§ Document passage:

= = =

The first stage of the study consisted of a case-control study, nested in the cohort of children. A child was considered a case if he/she had received at least 1 diagnosis for asthma (ICD-9 code 493) and had had at least 1 prescription for asthma medication filled within a 2-year period. The case's index date was the latter of 2 dates: the first occurrence of an asthma diagnostic code and a filled prescription for asthma medication within a 2-year period. Twenty controls per case were selected using density sampling, and controls were matched to cases on age at asthma occurrence (the index date for controls was the date of selection, i.e., the index date of the matched case) (17).

For the second stage of the study, a questionnaire was mailed to a subsample of mothers of cases and controls to obtain more information on variables not available in databases. Balanced sampling of cells of the first-stage exposure-outcome cross-table was performed. This allowed the overrepresentation of small cells and an increase in statistical power (18, 19).

= = =

§ Supplied data:

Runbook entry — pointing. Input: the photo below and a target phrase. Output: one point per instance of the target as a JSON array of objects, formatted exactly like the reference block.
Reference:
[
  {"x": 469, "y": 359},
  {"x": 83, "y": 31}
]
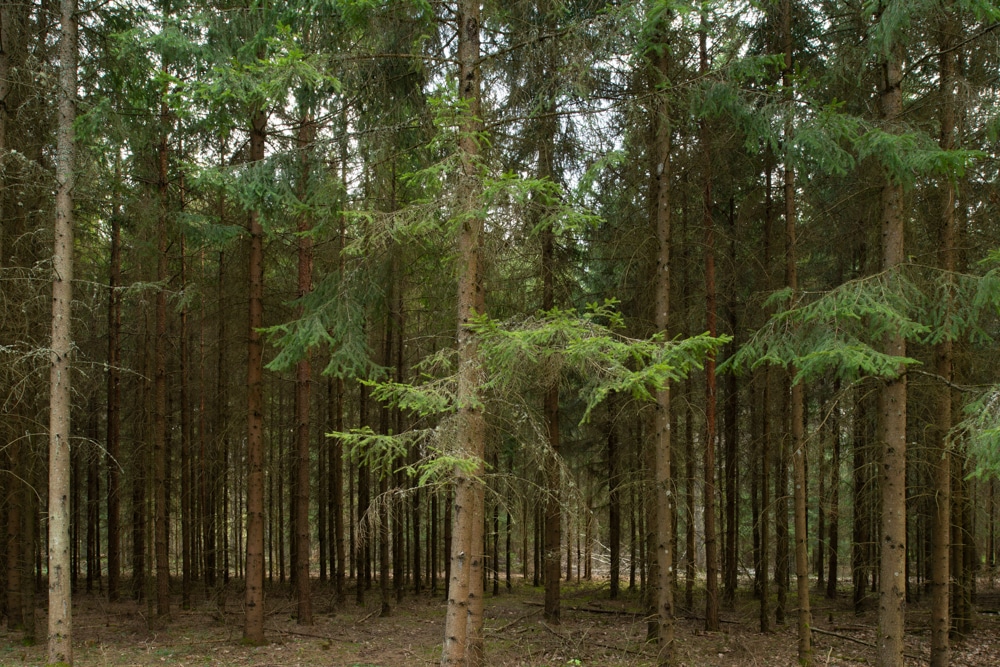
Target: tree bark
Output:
[
  {"x": 60, "y": 622},
  {"x": 463, "y": 621},
  {"x": 797, "y": 390},
  {"x": 834, "y": 518},
  {"x": 253, "y": 631},
  {"x": 614, "y": 501},
  {"x": 711, "y": 537},
  {"x": 663, "y": 489},
  {"x": 160, "y": 454},
  {"x": 892, "y": 402},
  {"x": 941, "y": 461},
  {"x": 303, "y": 382}
]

= = =

§ Work request 1:
Reproduce the study-design passage word for word, from "The first stage" up to and including "matched case) (17).".
§ Work request 2:
For each statement, say yes or no to whether it agrees with the study-design passage, and quote the words of the passage that decide it. (a) Ten controls were selected for each case. (b) In the second stage, the questionnaire was mailed to a subsample of mothers of cases and controls. (c) Controls were matched to cases on age at asthma occurrence.

§ Answer area 1:
The first stage of the study consisted of a case-control study, nested in the cohort of children. A child was considered a case if he/she had received at least 1 diagnosis for asthma (ICD-9 code 493) and had had at least 1 prescription for asthma medication filled within a 2-year period. The case's index date was the latter of 2 dates: the first occurrence of an asthma diagnostic code and a filled prescription for asthma medication within a 2-year period. Twenty controls per case were selected using density sampling, and controls were matched to cases on age at asthma occurrence (the index date for controls was the date of selection, i.e., the index date of the matched case) (17).

§ Answer area 2:
(a) No: "Twenty controls per case were selected using density sampling"
(b) Yes: "a questionnaire was mailed to a subsample of mothers of cases and controls"
(c) Yes: "controls were matched to cases on age at asthma occurrence"